**** Data extract ****

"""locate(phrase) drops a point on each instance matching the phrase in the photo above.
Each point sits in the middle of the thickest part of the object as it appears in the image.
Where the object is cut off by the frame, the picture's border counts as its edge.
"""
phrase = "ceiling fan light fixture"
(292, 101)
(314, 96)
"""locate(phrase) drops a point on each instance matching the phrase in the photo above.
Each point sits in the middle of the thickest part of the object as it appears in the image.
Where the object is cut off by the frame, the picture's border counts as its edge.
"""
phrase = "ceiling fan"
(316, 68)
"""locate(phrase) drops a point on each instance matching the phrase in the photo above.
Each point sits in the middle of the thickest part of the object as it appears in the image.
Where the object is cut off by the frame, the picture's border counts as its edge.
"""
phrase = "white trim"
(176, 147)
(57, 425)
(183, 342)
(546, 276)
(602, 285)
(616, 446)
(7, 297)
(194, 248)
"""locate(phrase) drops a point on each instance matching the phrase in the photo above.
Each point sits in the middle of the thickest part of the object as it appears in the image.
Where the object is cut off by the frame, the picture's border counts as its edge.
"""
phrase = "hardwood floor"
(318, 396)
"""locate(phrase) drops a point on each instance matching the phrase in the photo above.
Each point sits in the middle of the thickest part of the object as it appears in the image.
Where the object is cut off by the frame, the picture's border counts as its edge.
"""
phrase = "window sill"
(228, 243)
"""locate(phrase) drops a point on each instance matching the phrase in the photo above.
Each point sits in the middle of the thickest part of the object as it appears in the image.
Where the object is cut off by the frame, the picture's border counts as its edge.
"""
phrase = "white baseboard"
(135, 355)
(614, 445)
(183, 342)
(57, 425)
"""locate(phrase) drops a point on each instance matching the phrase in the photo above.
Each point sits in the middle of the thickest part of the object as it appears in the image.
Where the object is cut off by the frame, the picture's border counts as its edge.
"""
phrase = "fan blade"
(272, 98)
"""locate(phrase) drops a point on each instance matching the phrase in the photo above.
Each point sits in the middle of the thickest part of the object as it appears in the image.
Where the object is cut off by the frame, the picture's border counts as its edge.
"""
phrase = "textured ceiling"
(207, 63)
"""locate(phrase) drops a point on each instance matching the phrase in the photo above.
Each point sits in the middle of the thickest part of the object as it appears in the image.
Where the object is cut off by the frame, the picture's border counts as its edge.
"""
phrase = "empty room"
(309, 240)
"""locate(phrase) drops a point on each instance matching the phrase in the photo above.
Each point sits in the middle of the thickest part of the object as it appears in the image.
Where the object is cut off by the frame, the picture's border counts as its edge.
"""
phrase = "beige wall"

****

Problem: Reproduce each entry exactly, leaving out nothing.

Result:
"""locate(phrase) drops a point on each instance matching the phrase in the photo above.
Each point sits in the middle of the thickest part of the object as it appears in the image.
Where the object is cut off by the frame, the picture's border counts as its edge.
"""
phrase = "ceiling fan light fixture"
(292, 101)
(314, 96)
"""locate(phrase) drops a point on each instance matching the phrase in the photo above.
Each point sits in the middle of the thickest part of the object as it appears in the image.
Where the object is cut off by the frame, the picture's border counts as its edge.
"""
phrase = "ceiling fan"
(316, 68)
"""locate(phrase) drops a point on each instance matching the phrase in the photo above.
Each point sits in the middle of the thickest part of the object as it appears in the image.
Where the object is cut off by the frame, the picture's border counts as its edge.
"""
phrase = "white trim"
(176, 147)
(57, 425)
(183, 342)
(546, 276)
(602, 285)
(616, 446)
(7, 297)
(194, 248)
"""locate(phrase) drops a point on each instance matching the phrase in the photo above.
Each point sits in the middle of the thickest part of the object as it appears in the image.
Where the object is cut off by the frame, the picture's border counts as its edge.
"""
phrase = "hardwood floor"
(318, 396)
"""locate(phrase) drops a point on each instance matching the phrase in the photo above.
Each point sits in the middle of the thickest part of the object as it appears in the image.
Where the object is cut off by the frame, the picture's border counts as its edge.
"""
phrase = "window sill"
(228, 243)
"""locate(phrase) drops a point on each instance matching the phrase in the photo above.
Each point sits in the middle of the thickest part of the object as it appears in the image.
Where the object is cut off by the frame, the picture's border counts as its edge.
"""
phrase = "white baseboard"
(135, 355)
(614, 445)
(183, 342)
(57, 425)
"""locate(phrase) drops a point on each instance matching the phrase in the photo above.
Each point sits in the middle of the thickest part of the object as it appears in the image.
Where the object is cut off by the frame, the picture's border counts as its edge.
"""
phrase = "fan blade"
(272, 98)
"""locate(phrase) drops a point on each instance matching the phrase in the photo above.
Each point sits in the middle of the thickest part of the object as it appears in the image.
Where the object is cut off by the frame, the picture's border counts as its edge.
"""
phrase = "textured ceiling"
(207, 63)
"""locate(phrase) drops a point on each instance matching the phrase in the photo above.
Each point sits in the middle of the thickest part of the object as it appears in the image.
Where the object is cut off by the frame, the picture's border counts as its edge.
"""
phrase = "empty room"
(309, 240)
"""locate(phrase) drops a point on each instance matching the phrase in the photo above.
Each point sits in the middle of the thickest part of the object as it appears in the image.
Where the object is cut off by the frame, the picture's border counts as its edge.
"""
phrase = "beige wall"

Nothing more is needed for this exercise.